### WHAT YOU HAVE TO DO
Reproduce the records below line for line, without altering any character.

### Records from a dataset

● ● ●

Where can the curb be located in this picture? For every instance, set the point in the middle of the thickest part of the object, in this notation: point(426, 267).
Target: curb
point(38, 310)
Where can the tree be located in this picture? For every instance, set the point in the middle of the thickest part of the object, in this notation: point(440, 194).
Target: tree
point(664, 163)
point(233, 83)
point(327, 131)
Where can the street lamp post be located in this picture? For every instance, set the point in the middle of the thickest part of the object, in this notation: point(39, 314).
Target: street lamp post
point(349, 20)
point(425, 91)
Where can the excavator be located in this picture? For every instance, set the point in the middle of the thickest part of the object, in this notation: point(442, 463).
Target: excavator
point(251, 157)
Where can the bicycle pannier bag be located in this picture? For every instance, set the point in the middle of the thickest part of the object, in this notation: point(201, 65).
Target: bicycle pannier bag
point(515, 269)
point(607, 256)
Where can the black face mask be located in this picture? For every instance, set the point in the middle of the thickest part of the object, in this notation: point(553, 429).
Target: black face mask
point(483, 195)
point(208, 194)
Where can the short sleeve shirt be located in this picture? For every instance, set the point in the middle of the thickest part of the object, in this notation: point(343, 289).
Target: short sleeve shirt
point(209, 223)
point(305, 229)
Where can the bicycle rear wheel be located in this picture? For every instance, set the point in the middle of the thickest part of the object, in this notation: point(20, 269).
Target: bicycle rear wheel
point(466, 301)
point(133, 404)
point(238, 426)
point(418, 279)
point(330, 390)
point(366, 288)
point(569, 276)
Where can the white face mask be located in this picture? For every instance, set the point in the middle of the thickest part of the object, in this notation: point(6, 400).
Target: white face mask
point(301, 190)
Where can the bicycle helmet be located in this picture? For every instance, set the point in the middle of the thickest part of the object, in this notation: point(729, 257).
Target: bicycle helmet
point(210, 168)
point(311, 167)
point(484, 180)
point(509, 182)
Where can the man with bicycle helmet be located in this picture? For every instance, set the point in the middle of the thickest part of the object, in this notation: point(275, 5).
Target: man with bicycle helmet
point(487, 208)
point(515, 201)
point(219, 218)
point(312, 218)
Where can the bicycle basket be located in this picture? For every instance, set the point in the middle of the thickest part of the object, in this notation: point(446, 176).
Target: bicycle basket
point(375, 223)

● ● ●

### EXERCISE RESULT
Where can the curb be located in this picture? For every instance, set the point in the middle of the thickest part of the object, in this notation: point(426, 267).
Target: curb
point(38, 310)
Where can the tree be located in this picture? For every instance, set the point in the middle of the thickest part of the object, in this notation: point(440, 194).
Target: tree
point(664, 163)
point(233, 83)
point(327, 131)
Where can the street lamp post be located in this picture? For every instance, set the point in the middle of the thickest part of the object, in this notation: point(39, 314).
Target: street lamp post
point(349, 20)
point(425, 91)
Where can the excavator be located in this picture? For every instance, set the point in the middle of the thickest part of the object, in this notation: point(442, 463).
Target: excavator
point(251, 157)
Where can the bicycle pannier bag be located in this picture? For every instance, set the point in the middle of the thickest part of the object, in this notation: point(201, 65).
Target: bicycle pannier bag
point(515, 269)
point(607, 256)
Where can the black face mask be located in this picture? For every instance, set the point in the middle of the thickest part of the object, in this notation: point(553, 429).
Target: black face mask
point(483, 195)
point(208, 194)
Where can the short sleeve shirt be located in this picture? For every instance, set the point in the middle of the thickest part of the object, in this notation: point(343, 289).
Target: short sleeve shirt
point(209, 223)
point(305, 229)
Where can the bicycle rear wheel be located in this picture? For every instance, set the point in the middle of the thickest part of the object, in this notation: point(20, 269).
Target: bicycle rear wheel
point(466, 301)
point(133, 404)
point(238, 426)
point(418, 279)
point(330, 390)
point(366, 288)
point(569, 276)
Where can the white face mask be located in this picture? For every instance, set the point in the middle of the thickest part of the object, in this notation: point(6, 400).
Target: white face mask
point(301, 190)
Where can the bicycle helmet be located in this picture? For every instance, set the point in the middle of the thickest part of the object, in this notation: point(729, 257).
Target: bicycle helmet
point(210, 168)
point(311, 167)
point(484, 180)
point(509, 182)
Where can the man with bicycle helmet be located in this picture? For every instance, set the point in the middle of the thickest part of the object, in this notation: point(275, 5).
Target: man with bicycle helmet
point(487, 208)
point(515, 201)
point(219, 218)
point(312, 218)
Where can the bicycle basket be located in this picture? For every instance, set the point in the middle of the thickest part of the object, in this notation: point(446, 176).
Target: bicycle basket
point(375, 223)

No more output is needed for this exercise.